Semantic Search Embeddings Home GPU

Built by Earl McGowen

🔧

Technical Architecture

Search Semantic embeddings via nomic-embed-text
Inference Ollama on Home GPU (RTX 5070)
Backend Flask on local network, tunnelled to external host
Frontend SvelteKit proxy on external host

Search

1 Type a natural-language query — describe what you need by meaning, not keywords.
2 Pick how many results to return with the Top K selector.
3 Click Search. Results are ranked by cosine similarity to your query.

Generate Prompt

1 Run a search first — the top-k results become context for generation.
2 Optionally add a refinement instruction to steer the output.
3 Choose a model and click Generate Prompt.

Prompt Builder

Generate a new prompt based on your search query and the top-k matching sources.

Model guide
  • mistral-small:24b — Best quality, highest latency/VRAM. May time out on complex prompts; if it does, refresh the page and retry.
  • deepseek-r1:14b — Strong reasoning, but can be verbose unless tightly constrained via the refinement field.
  • qwen2.5-coder:7b — Very solid instruction-following for prompt and code text tasks.
  • llama3:latest — Good general-purpose baseline.
  • llama3.2:1b — Too small for reliable prompt generation; results will be inconsistent.

Note: Embedding-only models (e.g. nomic-embed-text) are not suitable for generation and will fail if selected. If a request times out, refresh the page before retrying.

☆ ☆ ☆ ☆

◆ **Work required**
Copy the semantic search page starting with "Model guide" and going on through "Good general-purpose baseline.", and switch "verbose" to "wordy" along the way. The records below the search page come from a separate source.

◆ **Entries shown**
☆ ☆ ☆ ☆

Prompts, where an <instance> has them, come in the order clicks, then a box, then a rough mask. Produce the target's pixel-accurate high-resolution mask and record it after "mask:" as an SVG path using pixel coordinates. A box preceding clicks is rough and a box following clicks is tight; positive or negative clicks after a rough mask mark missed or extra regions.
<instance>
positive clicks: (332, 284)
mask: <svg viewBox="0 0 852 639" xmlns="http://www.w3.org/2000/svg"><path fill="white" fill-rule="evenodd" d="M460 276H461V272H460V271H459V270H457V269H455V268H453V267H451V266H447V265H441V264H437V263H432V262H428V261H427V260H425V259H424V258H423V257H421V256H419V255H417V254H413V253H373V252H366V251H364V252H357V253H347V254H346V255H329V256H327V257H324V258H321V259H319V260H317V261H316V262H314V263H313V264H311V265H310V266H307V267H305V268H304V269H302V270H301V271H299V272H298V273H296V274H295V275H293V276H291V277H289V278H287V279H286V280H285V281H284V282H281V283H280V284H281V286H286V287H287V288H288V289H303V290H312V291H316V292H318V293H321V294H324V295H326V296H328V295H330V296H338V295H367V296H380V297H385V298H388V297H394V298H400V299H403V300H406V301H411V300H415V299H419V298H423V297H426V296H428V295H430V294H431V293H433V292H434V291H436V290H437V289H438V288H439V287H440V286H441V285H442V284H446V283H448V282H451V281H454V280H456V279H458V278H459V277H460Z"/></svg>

☆ ☆ ☆ ☆

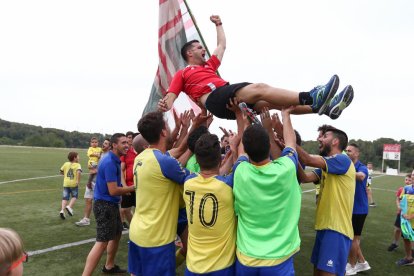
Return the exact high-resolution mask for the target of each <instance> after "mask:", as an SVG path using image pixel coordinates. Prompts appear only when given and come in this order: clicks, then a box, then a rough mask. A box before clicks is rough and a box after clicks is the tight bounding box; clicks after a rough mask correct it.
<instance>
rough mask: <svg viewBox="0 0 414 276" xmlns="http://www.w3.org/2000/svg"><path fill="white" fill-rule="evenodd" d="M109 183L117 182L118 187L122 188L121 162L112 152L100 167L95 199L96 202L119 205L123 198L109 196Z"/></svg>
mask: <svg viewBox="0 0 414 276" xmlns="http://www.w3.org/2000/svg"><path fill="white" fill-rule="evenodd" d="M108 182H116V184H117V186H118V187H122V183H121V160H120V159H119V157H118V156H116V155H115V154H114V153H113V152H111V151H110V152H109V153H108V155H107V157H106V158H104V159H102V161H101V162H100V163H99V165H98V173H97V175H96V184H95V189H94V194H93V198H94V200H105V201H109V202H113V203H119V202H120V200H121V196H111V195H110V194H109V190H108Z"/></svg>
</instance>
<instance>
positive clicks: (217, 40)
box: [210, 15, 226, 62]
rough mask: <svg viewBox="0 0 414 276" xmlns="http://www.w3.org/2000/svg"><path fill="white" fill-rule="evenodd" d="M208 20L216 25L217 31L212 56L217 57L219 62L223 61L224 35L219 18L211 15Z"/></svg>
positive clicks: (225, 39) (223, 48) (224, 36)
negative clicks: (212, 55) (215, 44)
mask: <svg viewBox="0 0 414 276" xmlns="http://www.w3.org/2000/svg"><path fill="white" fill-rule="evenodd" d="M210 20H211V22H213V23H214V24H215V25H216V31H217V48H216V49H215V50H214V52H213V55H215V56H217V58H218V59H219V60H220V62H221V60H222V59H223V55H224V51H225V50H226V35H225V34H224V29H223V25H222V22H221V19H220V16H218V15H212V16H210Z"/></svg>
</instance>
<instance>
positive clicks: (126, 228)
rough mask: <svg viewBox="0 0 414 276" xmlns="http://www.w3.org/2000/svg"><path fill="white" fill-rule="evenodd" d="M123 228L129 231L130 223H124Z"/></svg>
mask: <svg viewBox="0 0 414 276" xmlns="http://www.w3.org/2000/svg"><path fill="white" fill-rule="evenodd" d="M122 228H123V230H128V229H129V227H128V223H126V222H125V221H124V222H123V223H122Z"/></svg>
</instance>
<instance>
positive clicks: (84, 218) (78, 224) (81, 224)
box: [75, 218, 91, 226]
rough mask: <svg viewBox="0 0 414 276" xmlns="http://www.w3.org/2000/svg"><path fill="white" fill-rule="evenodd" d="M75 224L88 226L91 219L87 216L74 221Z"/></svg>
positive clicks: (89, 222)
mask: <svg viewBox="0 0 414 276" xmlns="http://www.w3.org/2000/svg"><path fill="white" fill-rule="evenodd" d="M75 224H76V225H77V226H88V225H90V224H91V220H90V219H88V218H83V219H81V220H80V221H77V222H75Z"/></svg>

☆ ☆ ☆ ☆

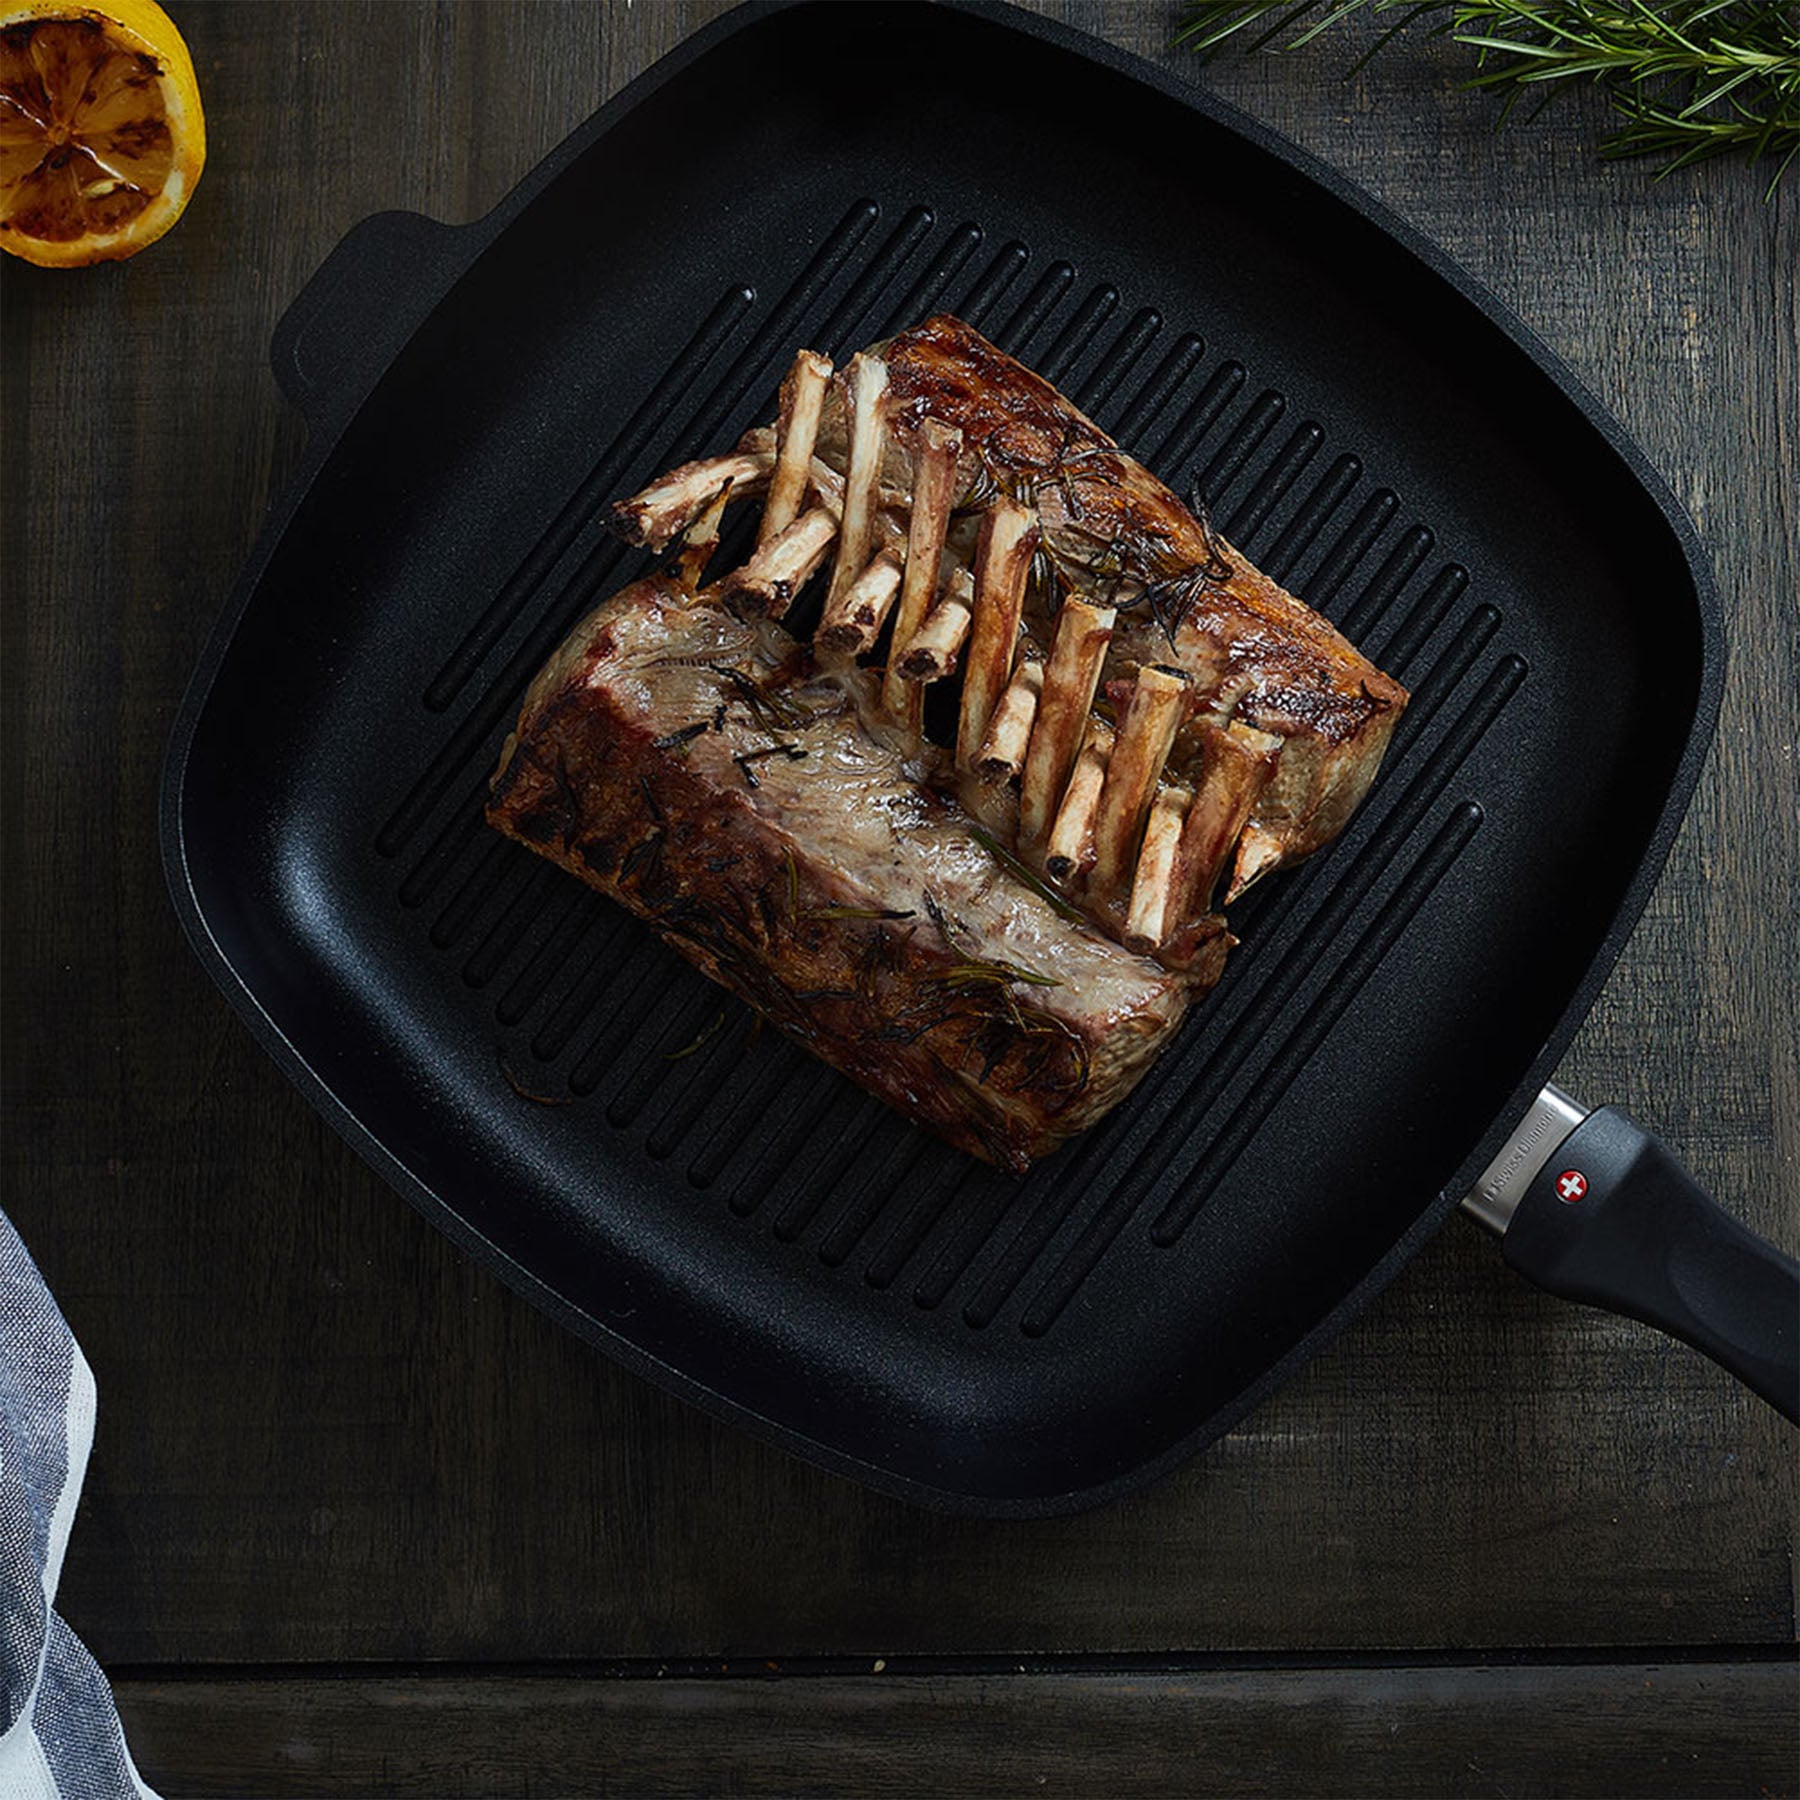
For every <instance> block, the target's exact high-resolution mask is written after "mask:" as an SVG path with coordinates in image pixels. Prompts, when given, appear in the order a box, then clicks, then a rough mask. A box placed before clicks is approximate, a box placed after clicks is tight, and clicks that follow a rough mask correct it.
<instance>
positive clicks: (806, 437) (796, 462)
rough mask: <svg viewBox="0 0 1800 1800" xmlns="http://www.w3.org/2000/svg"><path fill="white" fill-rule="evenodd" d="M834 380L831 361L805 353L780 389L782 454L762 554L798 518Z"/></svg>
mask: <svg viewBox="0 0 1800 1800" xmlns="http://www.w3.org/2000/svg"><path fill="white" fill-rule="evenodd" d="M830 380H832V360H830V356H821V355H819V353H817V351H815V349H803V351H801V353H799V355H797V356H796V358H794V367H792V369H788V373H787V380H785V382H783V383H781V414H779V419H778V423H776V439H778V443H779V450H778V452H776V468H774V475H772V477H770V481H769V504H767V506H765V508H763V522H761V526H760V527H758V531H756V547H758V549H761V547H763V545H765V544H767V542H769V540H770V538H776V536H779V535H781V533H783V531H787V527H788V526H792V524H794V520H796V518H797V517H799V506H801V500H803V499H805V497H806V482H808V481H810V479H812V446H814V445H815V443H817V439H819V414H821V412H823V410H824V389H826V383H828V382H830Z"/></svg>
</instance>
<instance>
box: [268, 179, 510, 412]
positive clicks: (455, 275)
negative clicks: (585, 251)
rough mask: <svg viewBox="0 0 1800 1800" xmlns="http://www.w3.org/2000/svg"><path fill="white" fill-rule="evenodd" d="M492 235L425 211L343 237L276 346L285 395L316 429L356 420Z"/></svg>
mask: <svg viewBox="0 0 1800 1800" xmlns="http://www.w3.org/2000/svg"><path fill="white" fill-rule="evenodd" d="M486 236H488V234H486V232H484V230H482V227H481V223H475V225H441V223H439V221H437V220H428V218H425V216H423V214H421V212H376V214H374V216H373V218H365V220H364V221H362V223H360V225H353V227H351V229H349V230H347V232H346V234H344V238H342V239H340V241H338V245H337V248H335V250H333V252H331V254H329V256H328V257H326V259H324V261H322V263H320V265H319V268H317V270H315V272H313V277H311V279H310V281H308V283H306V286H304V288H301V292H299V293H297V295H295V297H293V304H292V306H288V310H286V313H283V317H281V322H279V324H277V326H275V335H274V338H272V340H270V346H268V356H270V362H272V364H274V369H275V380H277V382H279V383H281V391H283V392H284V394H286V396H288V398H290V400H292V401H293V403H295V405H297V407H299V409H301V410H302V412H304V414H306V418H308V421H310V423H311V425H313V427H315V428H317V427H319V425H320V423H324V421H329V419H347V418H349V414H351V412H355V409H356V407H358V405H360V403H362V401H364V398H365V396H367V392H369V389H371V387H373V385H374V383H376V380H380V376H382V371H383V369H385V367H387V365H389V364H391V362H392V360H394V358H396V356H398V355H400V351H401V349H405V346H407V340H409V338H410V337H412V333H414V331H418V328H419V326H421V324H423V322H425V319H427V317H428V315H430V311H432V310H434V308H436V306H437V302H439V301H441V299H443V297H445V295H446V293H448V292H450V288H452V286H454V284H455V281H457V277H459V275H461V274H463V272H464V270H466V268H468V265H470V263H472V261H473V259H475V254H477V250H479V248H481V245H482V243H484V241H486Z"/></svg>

☆ ☆ ☆ ☆

◆ **Response**
Model guide
  • mistral-small:24b — Best quality, highest latency/VRAM. May time out on complex prompts; if it does, refresh the page and retry.
  • deepseek-r1:14b — Strong reasoning, but can be wordy unless tightly constrained via the refinement field.
  • qwen2.5-coder:7b — Very solid instruction-following for prompt and code text tasks.
  • llama3:latest — Good general-purpose baseline.